→ What needs to be done: Starting with the line containing "Practice step: set one point on each instance of the man's" and going on through the end of the data, write out every line again in full, and shift each answer coordinate by adding 145 to both of its numbers.

+ + + +

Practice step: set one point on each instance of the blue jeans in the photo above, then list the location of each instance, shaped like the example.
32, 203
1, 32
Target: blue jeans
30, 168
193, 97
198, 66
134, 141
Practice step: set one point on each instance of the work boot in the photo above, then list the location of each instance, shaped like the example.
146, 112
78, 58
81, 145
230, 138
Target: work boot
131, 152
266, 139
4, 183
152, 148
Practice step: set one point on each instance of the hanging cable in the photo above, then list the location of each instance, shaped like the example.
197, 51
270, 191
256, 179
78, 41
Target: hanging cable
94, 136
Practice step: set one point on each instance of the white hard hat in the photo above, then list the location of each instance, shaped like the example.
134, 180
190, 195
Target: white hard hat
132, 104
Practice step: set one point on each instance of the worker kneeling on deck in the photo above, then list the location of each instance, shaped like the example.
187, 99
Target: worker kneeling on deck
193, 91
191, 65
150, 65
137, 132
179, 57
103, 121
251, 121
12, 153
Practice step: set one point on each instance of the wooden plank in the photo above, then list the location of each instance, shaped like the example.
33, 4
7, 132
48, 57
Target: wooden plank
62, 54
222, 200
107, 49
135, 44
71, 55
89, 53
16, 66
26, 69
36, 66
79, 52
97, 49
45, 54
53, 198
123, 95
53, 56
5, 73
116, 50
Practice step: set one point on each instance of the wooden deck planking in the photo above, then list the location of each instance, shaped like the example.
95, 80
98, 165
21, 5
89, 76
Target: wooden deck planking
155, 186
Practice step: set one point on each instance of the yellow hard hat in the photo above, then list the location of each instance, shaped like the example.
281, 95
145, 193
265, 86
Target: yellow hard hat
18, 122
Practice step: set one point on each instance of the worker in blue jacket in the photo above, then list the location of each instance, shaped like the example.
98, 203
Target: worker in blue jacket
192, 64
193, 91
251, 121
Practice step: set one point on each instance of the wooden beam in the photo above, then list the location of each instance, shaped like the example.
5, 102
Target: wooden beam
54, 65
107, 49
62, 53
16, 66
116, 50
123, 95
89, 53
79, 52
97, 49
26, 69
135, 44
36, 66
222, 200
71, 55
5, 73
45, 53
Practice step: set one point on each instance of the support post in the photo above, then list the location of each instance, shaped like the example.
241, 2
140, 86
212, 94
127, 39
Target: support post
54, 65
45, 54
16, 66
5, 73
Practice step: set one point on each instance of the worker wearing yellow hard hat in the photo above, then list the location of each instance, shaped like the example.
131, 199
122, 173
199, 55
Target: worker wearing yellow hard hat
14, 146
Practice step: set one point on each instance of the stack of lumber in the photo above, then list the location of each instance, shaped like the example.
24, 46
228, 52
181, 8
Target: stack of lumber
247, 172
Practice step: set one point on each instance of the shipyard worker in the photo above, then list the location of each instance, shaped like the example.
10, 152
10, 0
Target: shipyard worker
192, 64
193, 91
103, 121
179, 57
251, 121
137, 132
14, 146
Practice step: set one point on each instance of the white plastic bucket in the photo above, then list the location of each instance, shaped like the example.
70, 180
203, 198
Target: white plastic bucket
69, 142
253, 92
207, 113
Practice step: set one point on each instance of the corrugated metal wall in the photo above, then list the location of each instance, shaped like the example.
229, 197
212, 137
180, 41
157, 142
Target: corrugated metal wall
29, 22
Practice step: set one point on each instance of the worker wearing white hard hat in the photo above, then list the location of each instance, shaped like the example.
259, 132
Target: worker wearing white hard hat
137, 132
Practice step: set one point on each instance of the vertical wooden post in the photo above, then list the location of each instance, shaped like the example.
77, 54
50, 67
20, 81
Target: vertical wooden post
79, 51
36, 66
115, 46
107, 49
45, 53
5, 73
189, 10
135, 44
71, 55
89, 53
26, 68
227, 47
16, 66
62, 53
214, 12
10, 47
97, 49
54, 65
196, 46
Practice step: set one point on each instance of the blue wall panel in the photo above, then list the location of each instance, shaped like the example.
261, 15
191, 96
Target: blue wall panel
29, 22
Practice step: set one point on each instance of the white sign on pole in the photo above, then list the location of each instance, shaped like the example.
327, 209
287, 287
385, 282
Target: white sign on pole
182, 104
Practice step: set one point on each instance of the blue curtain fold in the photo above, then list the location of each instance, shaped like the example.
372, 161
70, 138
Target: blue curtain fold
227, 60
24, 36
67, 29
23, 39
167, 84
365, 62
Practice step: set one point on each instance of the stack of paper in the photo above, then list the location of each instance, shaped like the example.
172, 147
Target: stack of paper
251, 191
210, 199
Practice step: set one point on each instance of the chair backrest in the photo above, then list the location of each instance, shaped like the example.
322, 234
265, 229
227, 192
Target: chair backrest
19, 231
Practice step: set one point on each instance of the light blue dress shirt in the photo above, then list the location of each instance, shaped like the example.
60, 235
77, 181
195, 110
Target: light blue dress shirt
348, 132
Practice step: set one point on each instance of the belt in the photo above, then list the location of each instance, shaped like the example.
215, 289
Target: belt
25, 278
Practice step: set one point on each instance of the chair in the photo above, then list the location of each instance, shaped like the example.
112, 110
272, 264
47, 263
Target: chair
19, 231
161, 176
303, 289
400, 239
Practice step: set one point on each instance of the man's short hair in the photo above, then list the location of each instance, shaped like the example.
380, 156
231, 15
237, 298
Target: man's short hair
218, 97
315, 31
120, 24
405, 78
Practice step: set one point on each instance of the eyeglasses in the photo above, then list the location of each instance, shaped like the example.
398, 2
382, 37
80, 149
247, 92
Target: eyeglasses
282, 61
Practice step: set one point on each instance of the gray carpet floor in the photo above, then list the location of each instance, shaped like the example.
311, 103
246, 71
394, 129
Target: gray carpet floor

+ + + +

→ Right answer:
Practice step: set one point on each instance of the man's short hair in the photo above, then list the location of each instance, shaped like the example.
380, 156
231, 15
237, 298
Target: man's short hair
363, 242
460, 176
265, 169
550, 223
Practice step: set one point on each instance of the eyeglasses in the photo above, then list the location of each instance, shaped like the example.
398, 2
382, 37
80, 149
247, 92
Target: eyeglasses
427, 206
Practice step: set one point on each instance of the gray carpet floor in the photo above, then list the location of each instance, shaped like the example.
311, 103
246, 71
394, 129
Target: gray carpet floor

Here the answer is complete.